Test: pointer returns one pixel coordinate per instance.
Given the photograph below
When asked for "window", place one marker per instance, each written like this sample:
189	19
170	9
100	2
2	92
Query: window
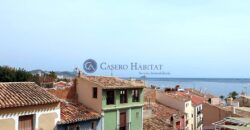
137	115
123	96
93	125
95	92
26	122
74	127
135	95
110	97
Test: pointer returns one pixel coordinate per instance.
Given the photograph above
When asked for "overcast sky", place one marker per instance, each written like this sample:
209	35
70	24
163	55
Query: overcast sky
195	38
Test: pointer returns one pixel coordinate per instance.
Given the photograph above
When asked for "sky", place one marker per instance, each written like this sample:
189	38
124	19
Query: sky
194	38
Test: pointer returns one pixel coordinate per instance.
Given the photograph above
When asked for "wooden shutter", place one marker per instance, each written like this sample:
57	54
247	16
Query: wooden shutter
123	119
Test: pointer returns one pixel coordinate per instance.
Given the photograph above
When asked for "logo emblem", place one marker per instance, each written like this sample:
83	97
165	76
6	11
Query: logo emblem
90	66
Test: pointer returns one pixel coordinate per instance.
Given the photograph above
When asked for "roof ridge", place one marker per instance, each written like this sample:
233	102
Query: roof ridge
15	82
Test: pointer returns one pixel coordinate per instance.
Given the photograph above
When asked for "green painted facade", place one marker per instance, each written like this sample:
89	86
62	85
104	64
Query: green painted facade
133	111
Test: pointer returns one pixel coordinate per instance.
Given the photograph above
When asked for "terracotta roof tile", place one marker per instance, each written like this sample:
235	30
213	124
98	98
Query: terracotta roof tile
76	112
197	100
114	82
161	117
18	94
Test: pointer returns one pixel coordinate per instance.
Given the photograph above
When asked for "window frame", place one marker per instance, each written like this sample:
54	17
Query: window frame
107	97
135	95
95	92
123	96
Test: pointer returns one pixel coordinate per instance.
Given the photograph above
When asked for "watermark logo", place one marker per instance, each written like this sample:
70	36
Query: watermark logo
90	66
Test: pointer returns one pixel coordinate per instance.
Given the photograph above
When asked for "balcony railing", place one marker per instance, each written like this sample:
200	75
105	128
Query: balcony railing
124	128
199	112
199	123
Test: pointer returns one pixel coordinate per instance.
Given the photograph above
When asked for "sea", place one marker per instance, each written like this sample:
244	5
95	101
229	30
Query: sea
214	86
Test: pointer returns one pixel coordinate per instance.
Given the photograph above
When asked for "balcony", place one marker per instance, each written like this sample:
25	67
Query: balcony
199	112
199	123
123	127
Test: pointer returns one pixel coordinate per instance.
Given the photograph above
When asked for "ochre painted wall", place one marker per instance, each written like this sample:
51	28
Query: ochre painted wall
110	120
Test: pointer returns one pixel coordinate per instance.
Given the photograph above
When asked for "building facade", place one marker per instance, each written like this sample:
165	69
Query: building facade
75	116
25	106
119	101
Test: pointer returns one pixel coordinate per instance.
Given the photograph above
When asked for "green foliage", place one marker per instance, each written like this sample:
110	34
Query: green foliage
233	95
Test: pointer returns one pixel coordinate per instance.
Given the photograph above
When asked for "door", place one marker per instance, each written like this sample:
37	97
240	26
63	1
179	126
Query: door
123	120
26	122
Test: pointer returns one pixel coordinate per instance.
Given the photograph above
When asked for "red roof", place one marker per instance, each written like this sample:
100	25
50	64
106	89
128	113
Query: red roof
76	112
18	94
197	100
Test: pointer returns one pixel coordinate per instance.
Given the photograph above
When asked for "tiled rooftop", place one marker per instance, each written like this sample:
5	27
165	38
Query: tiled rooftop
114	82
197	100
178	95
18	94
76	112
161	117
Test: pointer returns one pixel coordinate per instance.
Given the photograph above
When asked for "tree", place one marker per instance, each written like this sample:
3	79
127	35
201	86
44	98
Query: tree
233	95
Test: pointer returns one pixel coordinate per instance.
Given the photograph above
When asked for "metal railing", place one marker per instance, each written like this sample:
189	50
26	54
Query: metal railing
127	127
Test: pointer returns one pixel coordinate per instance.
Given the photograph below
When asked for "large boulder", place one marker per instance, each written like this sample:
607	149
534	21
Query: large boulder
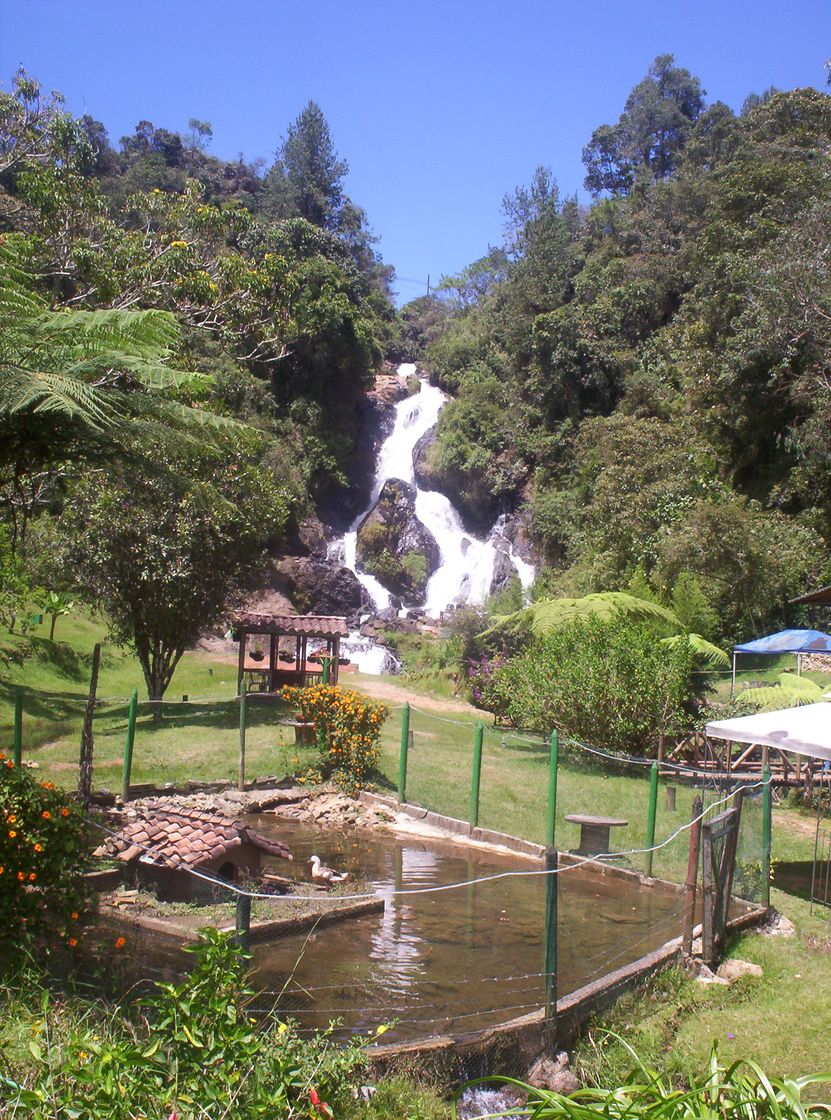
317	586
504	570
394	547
○ ○ ○
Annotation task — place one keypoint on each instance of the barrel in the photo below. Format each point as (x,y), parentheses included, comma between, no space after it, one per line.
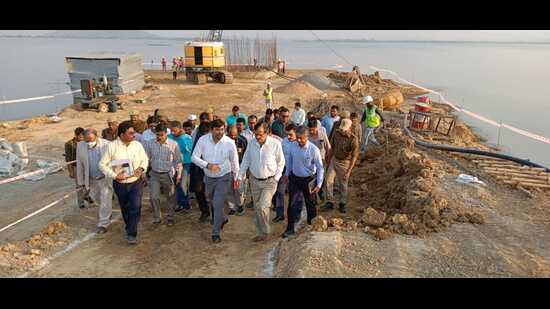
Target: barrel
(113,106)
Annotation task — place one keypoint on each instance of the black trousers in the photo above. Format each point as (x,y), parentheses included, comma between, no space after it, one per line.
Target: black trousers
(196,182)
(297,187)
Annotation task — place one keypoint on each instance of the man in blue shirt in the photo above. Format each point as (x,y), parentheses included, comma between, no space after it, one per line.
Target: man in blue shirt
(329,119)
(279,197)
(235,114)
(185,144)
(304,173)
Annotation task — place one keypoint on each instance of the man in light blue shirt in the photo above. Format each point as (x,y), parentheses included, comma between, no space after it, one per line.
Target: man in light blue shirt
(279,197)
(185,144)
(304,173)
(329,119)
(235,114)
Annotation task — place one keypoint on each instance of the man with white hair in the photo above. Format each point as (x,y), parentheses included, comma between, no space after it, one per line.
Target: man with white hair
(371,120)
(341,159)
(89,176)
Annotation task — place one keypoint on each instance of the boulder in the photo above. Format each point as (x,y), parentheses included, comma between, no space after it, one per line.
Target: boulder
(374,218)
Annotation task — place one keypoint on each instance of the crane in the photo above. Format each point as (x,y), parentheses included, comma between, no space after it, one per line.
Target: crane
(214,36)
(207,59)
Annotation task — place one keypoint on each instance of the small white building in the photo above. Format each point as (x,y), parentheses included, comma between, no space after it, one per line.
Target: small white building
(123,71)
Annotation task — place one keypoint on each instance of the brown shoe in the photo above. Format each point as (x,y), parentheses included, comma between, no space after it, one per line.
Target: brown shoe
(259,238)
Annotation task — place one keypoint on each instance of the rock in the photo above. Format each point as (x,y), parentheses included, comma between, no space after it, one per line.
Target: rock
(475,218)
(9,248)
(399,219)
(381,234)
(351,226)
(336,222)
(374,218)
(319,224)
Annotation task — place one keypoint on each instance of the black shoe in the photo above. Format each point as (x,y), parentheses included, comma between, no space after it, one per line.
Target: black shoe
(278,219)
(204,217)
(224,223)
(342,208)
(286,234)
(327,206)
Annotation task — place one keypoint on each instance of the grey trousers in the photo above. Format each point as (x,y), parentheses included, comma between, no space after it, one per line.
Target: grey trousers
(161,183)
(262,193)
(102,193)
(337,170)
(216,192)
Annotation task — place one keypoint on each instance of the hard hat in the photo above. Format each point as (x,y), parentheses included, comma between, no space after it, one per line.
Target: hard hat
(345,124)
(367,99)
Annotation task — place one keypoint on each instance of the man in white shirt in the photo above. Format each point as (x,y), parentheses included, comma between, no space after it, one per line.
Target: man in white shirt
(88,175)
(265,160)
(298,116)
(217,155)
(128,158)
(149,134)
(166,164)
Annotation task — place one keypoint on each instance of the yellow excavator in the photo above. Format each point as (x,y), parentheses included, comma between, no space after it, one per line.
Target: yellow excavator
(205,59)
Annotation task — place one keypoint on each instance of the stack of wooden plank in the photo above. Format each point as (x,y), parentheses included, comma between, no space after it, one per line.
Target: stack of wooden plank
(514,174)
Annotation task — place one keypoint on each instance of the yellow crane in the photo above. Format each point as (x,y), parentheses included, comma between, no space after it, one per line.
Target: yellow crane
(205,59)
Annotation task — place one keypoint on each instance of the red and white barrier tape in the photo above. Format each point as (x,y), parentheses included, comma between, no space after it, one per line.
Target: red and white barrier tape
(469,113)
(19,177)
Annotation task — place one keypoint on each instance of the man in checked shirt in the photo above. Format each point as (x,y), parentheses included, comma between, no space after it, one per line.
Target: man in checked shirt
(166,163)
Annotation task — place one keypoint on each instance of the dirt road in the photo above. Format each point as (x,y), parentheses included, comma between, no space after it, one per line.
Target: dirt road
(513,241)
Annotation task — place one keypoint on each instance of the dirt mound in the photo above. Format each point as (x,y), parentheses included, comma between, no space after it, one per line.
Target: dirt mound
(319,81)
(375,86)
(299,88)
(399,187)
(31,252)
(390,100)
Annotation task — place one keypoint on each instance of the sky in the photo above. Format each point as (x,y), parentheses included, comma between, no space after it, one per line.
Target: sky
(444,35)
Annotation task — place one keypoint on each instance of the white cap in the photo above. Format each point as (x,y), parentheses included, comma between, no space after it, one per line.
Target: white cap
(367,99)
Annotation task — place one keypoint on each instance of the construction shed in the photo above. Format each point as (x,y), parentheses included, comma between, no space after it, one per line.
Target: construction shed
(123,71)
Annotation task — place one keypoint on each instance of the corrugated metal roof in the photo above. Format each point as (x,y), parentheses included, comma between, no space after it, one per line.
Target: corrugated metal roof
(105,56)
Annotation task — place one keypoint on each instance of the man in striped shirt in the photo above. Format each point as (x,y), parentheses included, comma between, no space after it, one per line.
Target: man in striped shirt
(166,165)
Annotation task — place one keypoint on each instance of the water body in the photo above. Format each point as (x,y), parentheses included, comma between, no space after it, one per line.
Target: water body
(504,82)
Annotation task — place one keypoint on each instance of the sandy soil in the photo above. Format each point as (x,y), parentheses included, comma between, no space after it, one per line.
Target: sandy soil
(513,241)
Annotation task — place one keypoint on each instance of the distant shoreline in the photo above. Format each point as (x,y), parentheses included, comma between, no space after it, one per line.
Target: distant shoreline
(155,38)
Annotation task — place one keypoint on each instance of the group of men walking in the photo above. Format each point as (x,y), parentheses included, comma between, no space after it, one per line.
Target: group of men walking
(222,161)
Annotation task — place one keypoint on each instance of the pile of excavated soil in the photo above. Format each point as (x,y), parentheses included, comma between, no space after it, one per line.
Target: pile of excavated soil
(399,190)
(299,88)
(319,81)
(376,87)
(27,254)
○ ○ ○
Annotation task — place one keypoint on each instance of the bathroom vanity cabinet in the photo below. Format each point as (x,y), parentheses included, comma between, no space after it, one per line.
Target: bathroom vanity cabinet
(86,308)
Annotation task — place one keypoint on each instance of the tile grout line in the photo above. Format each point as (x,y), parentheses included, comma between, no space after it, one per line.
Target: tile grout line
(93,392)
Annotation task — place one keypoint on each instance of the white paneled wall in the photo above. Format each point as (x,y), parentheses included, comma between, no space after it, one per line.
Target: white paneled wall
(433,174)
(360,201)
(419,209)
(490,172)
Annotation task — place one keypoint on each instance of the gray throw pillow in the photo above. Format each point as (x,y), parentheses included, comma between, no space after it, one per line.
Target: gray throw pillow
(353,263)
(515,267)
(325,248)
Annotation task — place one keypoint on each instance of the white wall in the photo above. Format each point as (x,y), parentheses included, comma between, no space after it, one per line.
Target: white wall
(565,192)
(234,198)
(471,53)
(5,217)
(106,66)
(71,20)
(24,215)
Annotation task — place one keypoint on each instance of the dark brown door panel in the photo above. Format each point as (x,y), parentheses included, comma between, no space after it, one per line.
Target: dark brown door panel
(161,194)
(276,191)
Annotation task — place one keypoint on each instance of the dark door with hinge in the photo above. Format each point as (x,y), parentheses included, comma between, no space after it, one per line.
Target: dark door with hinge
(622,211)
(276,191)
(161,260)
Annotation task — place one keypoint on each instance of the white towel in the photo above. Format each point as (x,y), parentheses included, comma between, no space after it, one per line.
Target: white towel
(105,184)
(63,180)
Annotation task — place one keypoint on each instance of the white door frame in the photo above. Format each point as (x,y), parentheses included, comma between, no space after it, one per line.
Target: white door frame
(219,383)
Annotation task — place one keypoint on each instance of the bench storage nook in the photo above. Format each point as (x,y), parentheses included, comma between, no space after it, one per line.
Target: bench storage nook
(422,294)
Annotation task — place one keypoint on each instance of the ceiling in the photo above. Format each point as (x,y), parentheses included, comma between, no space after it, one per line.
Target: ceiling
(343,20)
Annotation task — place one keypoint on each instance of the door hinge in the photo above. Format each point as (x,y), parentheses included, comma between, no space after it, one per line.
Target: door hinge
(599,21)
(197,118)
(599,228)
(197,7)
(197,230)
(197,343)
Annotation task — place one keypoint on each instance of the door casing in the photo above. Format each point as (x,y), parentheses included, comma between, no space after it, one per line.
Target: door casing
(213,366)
○ ○ ○
_WHAT YOU NEED TO DO_
Pull out each line in the data above that contains the string "walking", treating uppercase and lowercase as different.

_OUTPUT FOR THIS EXERCISE_
Annotation task — place one keypoint on each instance of the group of men walking in the photo above. Format each point as (x,y), parentheses included, comma between, no space after it, one per line.
Target: group of men walking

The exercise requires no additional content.